Why is gets() dangerous

The first internet worm (the Morris Internet Worm) escaped 27 years ago (1988-11-02), and it used gets() and a buffer overflow as one of its methods of propagating from system to system. The basic problem is that the function doesn't know how big the buffer is, so it continues reading until it finds a newline or encounters EOF, and may overflow the bounds of the buffer it was given.

You should forget you ever heard that gets() existed.

The C11 standard ISO/IEC 9899:2011 eliminated gets() as a standard function, which is A Good Thing™. Sadly, it will remain in libraries for many years (meaning 'decades') for reasons of backwards compatibility. If it were up to me, the implementation of gets() would become:

char *gets(char *buffer)
{
    assert(buffer != 0);
    abort();
    return 0;
}

Given that your code will crash anyway, sooner or later, it is better to head the trouble off sooner rather than later. I'd be prepared to add an error message:

fputs("obsolete and dangerous function gets() called\n", stderr);

Modern versions of the Linux compilation system generates warnings if you link gets() — and also for some other functions that also have security problems (mktemp(), …).

Alternatives to gets()

fgets()

**Object position labeling records:**

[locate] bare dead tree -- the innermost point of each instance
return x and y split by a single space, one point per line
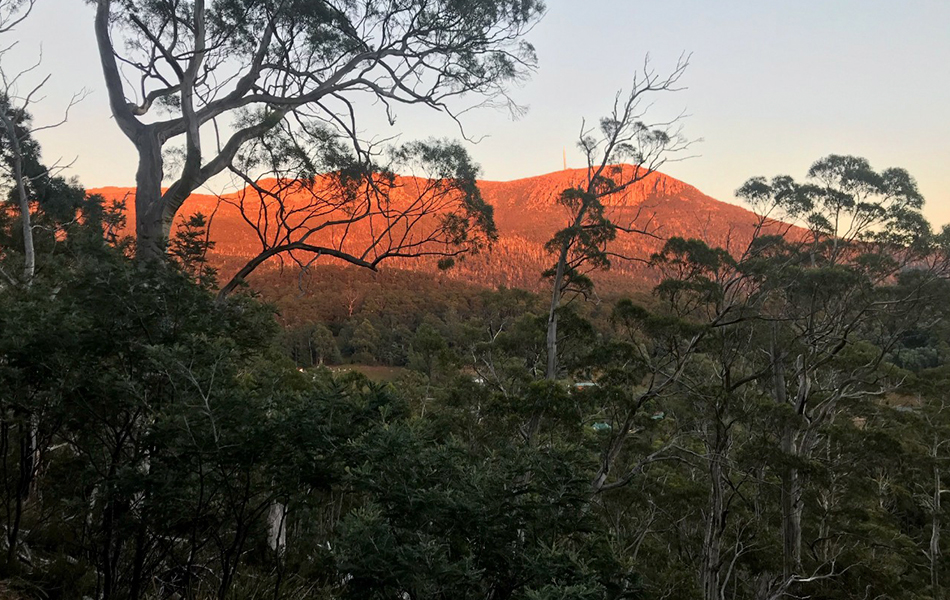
599 207
219 75
307 196
20 152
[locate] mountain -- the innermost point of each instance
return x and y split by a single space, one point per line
526 214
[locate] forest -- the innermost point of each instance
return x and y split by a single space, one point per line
766 420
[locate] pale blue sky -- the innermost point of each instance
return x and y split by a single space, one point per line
772 86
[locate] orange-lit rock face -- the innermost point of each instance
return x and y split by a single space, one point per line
526 213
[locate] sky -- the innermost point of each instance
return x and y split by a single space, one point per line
771 87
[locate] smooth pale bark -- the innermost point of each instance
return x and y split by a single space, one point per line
715 525
935 525
29 252
277 526
791 481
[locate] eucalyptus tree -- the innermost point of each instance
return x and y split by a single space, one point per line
218 74
837 293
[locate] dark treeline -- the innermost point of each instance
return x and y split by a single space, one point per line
766 425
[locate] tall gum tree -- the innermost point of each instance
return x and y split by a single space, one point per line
218 73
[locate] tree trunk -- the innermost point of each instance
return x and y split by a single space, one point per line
277 526
152 224
791 483
29 252
935 528
715 523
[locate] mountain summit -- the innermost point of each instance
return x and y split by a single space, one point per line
527 214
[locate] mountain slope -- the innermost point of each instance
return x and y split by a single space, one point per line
527 214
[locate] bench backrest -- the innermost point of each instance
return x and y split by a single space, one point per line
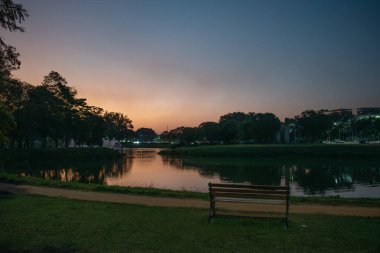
249 191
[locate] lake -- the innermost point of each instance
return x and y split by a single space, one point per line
144 167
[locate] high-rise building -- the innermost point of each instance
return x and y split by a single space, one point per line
367 111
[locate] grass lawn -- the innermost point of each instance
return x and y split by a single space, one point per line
42 224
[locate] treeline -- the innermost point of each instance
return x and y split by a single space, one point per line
309 127
51 113
231 128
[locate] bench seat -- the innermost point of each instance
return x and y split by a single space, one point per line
256 194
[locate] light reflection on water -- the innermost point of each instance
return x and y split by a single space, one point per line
144 167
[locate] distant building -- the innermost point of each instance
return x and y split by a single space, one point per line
340 112
368 111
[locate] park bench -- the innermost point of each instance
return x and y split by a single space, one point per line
261 194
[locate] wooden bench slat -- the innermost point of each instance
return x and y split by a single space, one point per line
249 195
263 194
257 201
214 185
217 190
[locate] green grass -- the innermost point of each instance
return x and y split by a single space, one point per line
42 224
150 191
306 150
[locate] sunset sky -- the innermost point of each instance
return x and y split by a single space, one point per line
179 63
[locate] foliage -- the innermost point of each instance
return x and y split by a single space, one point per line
118 125
11 15
314 125
145 134
7 123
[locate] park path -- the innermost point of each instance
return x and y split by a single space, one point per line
236 208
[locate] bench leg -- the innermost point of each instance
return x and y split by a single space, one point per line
211 213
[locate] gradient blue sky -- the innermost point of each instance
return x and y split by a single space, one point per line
173 63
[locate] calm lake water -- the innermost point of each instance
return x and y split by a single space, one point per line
144 167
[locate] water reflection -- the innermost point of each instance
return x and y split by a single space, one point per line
143 167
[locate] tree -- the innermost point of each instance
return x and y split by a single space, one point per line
118 125
11 15
42 116
209 132
145 134
262 127
314 125
7 123
230 126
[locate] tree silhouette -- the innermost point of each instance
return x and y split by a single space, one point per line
11 15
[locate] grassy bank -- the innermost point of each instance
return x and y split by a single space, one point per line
42 224
288 151
151 191
55 154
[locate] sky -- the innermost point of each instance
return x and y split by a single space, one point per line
172 63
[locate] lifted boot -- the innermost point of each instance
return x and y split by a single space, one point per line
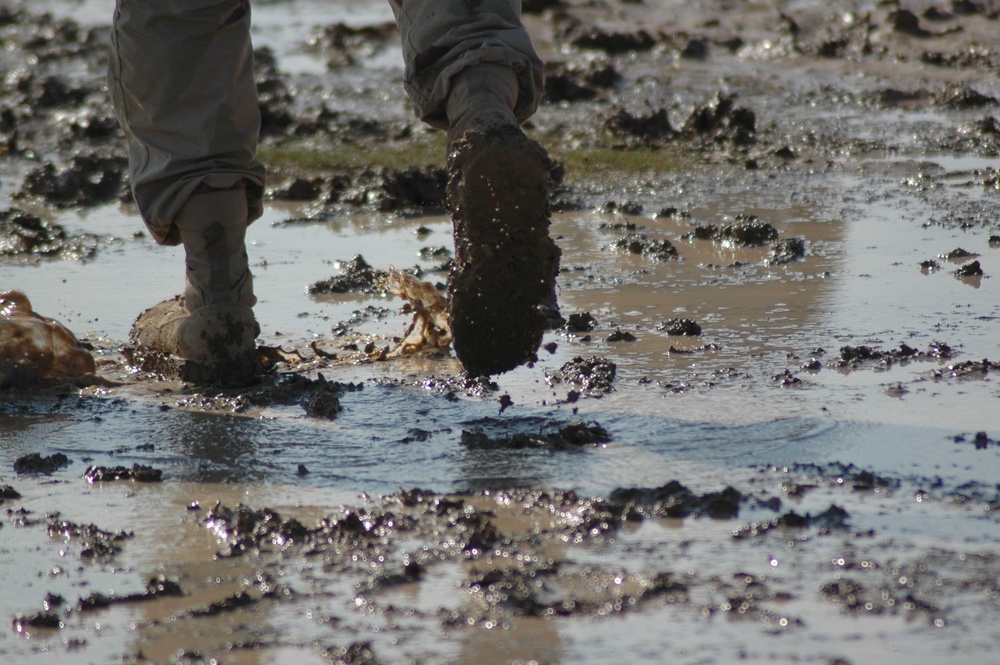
502 292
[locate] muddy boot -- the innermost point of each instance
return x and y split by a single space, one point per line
211 327
503 283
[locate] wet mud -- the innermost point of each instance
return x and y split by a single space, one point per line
760 427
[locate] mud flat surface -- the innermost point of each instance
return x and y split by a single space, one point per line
767 432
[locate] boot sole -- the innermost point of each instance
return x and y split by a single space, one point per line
505 262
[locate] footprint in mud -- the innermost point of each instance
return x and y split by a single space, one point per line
35 348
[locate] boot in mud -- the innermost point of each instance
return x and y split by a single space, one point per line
502 292
210 329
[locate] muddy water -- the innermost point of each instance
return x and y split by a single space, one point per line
496 561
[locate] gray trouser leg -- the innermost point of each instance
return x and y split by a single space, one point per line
182 83
443 37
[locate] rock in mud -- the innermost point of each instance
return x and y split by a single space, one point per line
138 473
37 464
35 348
592 376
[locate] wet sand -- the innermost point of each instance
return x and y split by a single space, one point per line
812 479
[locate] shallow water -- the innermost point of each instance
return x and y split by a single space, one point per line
711 411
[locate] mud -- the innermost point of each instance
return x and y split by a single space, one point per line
765 432
35 463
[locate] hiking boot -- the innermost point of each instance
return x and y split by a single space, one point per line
502 290
211 327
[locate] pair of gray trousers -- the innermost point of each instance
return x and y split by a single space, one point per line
182 84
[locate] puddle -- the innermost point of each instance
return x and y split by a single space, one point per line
839 404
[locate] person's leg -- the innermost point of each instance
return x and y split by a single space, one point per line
471 69
181 77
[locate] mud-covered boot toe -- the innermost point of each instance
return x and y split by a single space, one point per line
215 344
503 283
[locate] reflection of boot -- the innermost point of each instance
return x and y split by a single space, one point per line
211 326
503 282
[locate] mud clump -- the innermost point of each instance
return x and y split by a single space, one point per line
51 620
852 357
357 276
680 327
786 250
95 543
24 234
674 500
356 653
981 440
344 45
571 82
274 98
651 126
88 180
244 529
138 472
35 463
830 519
580 322
574 32
318 397
573 436
970 369
388 190
720 120
643 245
745 231
592 376
970 270
157 587
837 474
887 599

**WRITTEN INSTRUCTION:**
Answer these questions from the text on gets():
(a) On what date did the Morris Internet Worm escape?
(b) Which standard eliminated gets() as a standard function?
(c) What function is listed under alternatives to gets()?
The records have nothing to do with this.

**EXERCISE OUTPUT:**
(a) 1988-11-02
(b) The C11 standard, ISO/IEC 9899:2011
(c) fgets()